### What needs to be done
In the article on the Cal State LA commencement, what term does José Quetzal Flores use to describe himself?

### Selected passage
********************

L.A. musician and activist receives honorary doctorate at Cal State LA Commencement
José Quetzal Flores was conferred an honorary Doctor of Fine Arts during an afternoon Commencement ceremony on July 28
By: Cal State LA
Flores, a self-described artivista, or artist-activist, for more than three decades has creatively melded musical traditions and genres to bring communities together through art. In so doing, he has entertained and enlightened audiences across Los Angeles and far beyond.
Cal State LA and the California State University Board of Trustees conferred an honorary Doctor of Fine Arts to Flores during an afternoon Commencement ceremony for the College of Arts and Letters on July 28. Cal State LA President William A. Covino recognized Flores on behalf of the university and the CSU and read the degree citation.
"Mr. Flores' artistic intention focuses on pushing the boundaries of Chicano music, and his band is currently one of Los Angeles' most important and successful groups," Covino said. "Playing a mix of Mexican and Afro-Cuban rhythms, jazz, rhythm and blues, and rock music, the band is known for its powerful and poetic socially conscious compositions.
"Mr. Flores has selflessly defined his art through collective creative works that cross boundaries of communities and cultures to bring people together through creative expression,"
Flores lauded the graduates for persevering, and even thriving, during the many months of the pandemic in the face of white supremacy and police abuses, as well as politicians' failure to guarantee housing, food, health care and education as basic rights.
"Congratulations to you for refusing to be invisible, for doing something extraordinary in a year that presented … countless, monumental challenges,"
After recognizing parents, guardians and families for their sacrifices on behalf of the graduates, he drew loud applause for referring to generations even deeper in the past.
"Congratulations to your ancestors, to all of our ancestors, people who have carried deep-rooted traditions across genocide, slavery, stolen land, for generations, so that you could arrive whole, so that we could arrive whole, so that we could feel the comfort of belonging, so that we could arrive armed with culture, with tradition. You are your ancestors' radically imaginative dreams."

********************

### Material supplied
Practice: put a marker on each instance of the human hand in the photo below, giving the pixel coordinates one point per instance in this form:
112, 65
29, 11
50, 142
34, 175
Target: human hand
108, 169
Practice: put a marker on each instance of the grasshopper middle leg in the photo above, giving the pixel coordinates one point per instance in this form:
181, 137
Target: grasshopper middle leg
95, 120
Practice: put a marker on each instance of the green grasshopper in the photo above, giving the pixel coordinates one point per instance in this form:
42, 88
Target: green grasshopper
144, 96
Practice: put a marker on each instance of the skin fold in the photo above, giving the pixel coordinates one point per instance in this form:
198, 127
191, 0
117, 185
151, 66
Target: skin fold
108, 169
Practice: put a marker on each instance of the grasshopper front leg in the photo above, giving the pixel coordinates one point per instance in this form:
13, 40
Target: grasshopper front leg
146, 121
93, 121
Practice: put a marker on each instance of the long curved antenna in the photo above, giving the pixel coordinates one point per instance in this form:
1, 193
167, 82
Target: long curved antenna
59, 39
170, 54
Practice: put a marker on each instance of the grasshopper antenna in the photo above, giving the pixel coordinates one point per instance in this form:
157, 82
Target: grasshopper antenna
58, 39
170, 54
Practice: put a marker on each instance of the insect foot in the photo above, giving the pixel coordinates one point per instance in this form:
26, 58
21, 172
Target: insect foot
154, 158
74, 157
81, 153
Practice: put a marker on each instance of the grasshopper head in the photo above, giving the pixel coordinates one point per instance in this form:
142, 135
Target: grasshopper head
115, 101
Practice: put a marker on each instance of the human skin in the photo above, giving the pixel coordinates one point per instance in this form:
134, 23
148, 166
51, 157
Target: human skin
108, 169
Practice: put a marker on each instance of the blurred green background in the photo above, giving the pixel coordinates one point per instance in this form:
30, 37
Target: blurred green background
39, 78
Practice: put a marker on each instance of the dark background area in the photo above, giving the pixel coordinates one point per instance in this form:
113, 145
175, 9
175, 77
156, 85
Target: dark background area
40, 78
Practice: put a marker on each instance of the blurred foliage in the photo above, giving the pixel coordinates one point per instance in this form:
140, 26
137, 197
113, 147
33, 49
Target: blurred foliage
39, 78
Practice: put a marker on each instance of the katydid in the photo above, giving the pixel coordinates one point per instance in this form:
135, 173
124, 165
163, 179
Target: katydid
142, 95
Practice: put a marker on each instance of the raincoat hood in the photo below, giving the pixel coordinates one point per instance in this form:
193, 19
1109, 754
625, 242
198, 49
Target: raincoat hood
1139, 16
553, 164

********************

### Output for this exercise
Artivista, or artist-activist.